START The input

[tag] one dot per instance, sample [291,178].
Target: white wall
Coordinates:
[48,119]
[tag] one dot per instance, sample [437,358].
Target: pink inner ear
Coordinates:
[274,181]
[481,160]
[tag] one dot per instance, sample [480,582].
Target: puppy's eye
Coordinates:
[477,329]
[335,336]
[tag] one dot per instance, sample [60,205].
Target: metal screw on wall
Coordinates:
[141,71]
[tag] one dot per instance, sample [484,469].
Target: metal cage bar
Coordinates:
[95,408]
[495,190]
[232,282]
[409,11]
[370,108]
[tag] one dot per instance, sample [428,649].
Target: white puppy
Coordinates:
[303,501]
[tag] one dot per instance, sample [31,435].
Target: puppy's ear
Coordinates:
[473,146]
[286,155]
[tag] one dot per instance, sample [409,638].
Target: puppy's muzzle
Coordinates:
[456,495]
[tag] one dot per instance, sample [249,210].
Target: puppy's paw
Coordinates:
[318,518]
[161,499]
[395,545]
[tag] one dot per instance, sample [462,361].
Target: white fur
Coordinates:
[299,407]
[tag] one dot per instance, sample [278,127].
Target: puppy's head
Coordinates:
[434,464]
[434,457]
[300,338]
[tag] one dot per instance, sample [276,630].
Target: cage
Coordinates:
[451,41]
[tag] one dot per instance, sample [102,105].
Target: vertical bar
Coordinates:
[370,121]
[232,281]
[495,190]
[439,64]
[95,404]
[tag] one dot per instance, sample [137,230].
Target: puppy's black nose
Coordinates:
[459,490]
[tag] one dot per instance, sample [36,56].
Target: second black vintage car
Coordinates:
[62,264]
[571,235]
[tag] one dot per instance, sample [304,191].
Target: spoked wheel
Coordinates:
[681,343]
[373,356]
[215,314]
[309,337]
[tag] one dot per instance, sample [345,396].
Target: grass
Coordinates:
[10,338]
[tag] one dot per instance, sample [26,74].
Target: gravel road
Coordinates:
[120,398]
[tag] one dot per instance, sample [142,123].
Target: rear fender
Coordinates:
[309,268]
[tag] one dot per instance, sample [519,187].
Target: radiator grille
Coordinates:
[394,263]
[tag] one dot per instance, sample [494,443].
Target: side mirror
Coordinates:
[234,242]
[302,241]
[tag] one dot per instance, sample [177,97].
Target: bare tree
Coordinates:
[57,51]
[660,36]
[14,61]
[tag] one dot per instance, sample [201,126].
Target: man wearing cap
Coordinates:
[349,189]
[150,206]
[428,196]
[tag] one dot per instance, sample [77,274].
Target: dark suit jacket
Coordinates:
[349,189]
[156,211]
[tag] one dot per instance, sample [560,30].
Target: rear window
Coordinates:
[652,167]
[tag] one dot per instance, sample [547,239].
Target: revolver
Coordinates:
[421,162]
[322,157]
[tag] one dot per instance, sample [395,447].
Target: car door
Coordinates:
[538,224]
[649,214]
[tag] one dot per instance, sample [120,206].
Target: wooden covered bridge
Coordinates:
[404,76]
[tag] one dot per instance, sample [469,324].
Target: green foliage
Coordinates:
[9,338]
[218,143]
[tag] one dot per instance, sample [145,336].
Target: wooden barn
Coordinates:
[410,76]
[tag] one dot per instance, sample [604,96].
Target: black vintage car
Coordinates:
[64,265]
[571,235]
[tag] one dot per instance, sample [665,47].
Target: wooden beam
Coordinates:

END The input

Begin at the first line of the records above and restate each line word for word, stopping after the line with "Target: metal cage bar".

[tag] one dot per instance, sample [291,178].
Target: white wall
Coordinates:
[48,119]
[tag] one dot per instance, sample [437,358].
Target: pink inner ear
Coordinates:
[274,181]
[481,160]
[tag] one dot per instance, sample [480,582].
Target: puppy's eye
Coordinates:
[477,329]
[335,336]
[tag] one dot per instance, sample [60,205].
Target: metal screw on wall
Coordinates:
[141,71]
[tag] one dot per instance, sample [484,469].
Target: metal cage bar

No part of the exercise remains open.